(Source records)

* * * * *

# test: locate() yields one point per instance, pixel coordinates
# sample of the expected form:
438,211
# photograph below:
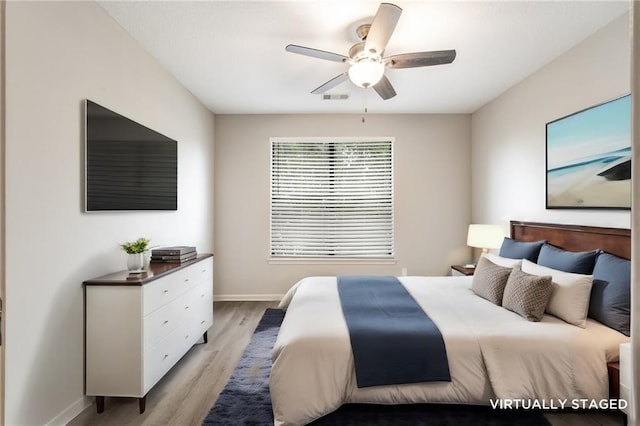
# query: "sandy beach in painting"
582,186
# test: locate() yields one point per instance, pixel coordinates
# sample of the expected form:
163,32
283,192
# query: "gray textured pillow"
489,280
527,295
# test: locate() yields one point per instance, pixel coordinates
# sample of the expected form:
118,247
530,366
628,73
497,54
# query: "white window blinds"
332,198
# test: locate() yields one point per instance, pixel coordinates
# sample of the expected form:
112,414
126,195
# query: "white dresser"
139,326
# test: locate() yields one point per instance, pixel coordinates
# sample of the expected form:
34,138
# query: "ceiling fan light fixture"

* * * * *

Job> Write out all of the entries above again in full, shifting every answer point by adding 137 to both of its x and y coordinates and leaving every other number unchanged. Leave the pictures out.

Solution>
# test: locate() yields one point per instance, pixel coordinates
# sample of the expected form:
438,211
# photograph below:
# query: "sandy beach in painting"
719,323
# test: locate() yields one point per instance, pixel coordinates
# sample of the expected form:
163,32
283,192
# query: "gray textured pillow"
626,417
664,432
# test: locate() yields one point per instance, pixel coordinates
# sample of the expected form:
118,247
530,366
628,73
497,54
# query: "white window blinds"
469,335
# test: locate() yields one point per instance, pixel coordinates
# sample of the expected form:
112,414
126,195
# query: "white dresser"
276,463
# test: locate() yields one point per instance, pixel coordinates
# sample of the expected form:
34,138
# query: "ceiling fan light fixture"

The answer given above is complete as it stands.